Aim of the task:
Beneath this instruction is a block of data; output from it exactly the lines that run from the one containing "Make sure each instance of the white building" through the one containing "Make sure each instance of the rv", inclusive.

[Supplied records Boundary: Start]

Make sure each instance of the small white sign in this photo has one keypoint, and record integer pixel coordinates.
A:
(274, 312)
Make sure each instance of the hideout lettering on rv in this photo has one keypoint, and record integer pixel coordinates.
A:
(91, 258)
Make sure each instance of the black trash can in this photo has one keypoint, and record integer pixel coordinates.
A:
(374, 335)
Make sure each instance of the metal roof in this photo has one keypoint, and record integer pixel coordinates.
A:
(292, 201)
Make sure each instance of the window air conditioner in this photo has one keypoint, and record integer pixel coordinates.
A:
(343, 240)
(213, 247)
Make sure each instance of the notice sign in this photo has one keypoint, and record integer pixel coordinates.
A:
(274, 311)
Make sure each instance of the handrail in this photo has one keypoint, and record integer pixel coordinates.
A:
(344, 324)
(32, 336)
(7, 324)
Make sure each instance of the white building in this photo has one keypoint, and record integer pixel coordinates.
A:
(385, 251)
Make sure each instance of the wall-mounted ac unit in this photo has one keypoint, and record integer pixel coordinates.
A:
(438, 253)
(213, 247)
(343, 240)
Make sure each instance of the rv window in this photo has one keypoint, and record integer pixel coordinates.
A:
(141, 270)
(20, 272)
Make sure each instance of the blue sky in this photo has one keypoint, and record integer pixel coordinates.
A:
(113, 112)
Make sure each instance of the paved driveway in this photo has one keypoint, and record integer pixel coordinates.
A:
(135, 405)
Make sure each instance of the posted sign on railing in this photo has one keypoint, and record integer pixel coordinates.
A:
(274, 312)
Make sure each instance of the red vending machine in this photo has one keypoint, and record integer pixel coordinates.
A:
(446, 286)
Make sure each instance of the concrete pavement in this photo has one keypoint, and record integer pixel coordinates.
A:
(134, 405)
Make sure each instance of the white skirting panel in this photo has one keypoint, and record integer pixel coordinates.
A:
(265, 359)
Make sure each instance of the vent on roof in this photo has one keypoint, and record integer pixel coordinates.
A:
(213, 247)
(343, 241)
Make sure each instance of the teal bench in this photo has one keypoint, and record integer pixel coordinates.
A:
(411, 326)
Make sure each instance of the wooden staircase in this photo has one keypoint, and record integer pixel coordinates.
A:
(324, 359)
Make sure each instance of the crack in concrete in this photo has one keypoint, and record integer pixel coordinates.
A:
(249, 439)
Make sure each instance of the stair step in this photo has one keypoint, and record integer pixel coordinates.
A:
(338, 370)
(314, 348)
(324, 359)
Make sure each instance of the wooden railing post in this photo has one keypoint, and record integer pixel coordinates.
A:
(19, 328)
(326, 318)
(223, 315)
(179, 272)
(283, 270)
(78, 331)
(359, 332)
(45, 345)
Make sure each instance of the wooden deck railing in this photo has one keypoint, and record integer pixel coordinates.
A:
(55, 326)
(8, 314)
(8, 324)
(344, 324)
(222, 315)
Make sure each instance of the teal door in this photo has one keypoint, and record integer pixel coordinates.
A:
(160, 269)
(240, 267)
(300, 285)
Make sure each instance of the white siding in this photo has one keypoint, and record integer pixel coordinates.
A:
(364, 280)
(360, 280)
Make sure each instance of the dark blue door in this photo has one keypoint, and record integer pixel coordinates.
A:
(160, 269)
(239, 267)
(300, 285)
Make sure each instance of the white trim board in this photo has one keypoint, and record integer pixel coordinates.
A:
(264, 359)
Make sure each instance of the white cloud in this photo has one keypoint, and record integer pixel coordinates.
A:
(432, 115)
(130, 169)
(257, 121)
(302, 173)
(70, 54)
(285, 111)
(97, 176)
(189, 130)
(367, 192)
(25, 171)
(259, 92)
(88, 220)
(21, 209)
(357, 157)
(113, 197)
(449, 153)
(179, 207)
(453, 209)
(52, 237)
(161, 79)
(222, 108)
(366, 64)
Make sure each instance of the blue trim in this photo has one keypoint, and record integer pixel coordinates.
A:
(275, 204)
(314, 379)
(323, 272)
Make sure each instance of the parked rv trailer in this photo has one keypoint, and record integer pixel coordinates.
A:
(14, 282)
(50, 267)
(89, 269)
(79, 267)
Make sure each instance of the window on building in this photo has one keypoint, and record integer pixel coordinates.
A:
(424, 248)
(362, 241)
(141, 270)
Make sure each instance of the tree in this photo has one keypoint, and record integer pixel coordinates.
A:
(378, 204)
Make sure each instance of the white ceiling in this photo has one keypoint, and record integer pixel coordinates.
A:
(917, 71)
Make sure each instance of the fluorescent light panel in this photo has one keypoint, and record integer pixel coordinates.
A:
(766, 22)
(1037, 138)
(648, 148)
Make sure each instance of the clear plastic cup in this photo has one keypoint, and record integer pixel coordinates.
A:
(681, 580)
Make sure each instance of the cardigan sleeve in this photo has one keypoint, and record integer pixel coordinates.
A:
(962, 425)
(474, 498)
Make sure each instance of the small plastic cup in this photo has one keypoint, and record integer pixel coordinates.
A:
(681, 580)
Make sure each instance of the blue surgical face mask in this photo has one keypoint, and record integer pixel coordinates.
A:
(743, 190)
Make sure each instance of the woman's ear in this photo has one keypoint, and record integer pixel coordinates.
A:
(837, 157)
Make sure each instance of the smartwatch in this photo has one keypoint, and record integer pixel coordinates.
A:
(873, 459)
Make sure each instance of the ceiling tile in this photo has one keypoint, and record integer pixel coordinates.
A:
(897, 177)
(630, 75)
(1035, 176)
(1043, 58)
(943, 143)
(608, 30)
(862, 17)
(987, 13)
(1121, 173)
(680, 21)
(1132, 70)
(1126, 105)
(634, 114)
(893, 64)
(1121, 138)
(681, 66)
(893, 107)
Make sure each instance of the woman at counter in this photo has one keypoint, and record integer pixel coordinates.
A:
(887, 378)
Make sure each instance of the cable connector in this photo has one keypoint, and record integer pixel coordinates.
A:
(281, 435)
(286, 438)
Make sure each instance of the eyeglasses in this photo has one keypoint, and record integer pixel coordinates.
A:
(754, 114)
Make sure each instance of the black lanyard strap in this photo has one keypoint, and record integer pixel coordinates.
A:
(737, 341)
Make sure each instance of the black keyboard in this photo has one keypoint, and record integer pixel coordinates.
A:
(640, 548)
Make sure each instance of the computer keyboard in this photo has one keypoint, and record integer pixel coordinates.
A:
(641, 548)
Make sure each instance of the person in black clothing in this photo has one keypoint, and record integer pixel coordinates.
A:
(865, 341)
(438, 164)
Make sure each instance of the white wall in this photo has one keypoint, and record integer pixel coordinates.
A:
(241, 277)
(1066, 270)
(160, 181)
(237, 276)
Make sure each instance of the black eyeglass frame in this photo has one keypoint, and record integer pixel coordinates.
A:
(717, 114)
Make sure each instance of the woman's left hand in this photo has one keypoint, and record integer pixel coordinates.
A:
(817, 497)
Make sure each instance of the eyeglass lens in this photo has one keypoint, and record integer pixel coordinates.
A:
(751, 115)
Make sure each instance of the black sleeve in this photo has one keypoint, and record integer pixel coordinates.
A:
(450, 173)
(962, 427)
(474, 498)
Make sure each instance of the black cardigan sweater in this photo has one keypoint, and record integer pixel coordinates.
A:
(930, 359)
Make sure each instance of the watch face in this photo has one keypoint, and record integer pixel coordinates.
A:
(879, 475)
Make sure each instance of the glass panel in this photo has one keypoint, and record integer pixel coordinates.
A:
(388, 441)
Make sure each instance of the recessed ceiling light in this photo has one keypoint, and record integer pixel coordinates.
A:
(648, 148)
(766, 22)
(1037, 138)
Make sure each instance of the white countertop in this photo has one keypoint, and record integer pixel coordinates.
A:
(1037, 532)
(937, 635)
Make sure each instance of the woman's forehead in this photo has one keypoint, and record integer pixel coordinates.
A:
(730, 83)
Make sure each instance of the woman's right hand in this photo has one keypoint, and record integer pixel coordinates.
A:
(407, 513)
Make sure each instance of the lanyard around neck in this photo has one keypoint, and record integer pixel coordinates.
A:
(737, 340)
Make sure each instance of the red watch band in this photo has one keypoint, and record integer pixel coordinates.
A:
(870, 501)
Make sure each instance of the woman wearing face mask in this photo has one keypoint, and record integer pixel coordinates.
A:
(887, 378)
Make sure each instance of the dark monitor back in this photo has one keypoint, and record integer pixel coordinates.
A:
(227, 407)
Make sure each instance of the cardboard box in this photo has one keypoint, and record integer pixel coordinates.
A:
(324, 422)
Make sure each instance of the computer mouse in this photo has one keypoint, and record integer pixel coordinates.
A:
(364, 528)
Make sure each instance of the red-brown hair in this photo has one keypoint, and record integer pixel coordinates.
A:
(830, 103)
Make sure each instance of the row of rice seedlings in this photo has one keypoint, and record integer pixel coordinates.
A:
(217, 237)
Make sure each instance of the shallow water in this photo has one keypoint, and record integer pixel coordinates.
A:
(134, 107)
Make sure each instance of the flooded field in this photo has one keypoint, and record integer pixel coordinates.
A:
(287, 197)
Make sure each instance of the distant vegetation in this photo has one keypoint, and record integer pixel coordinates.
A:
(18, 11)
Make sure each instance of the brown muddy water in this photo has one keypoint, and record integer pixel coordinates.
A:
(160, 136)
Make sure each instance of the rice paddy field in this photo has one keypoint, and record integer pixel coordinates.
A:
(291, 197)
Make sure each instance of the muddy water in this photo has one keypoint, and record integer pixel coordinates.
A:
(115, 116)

[Supplied records Boundary: End]

Task solution:
Make sure each instance of the white building in this photo has one keypoint, and record integer pixel coordinates.
A:
(385, 251)
Make sure each instance of the wall-mounted ac unit in this photo has one keypoint, and record integer pixel coordinates.
A:
(438, 253)
(213, 247)
(343, 240)
Make sure each instance of the rv window in this photo has one keypoint, and record integer pixel coordinates.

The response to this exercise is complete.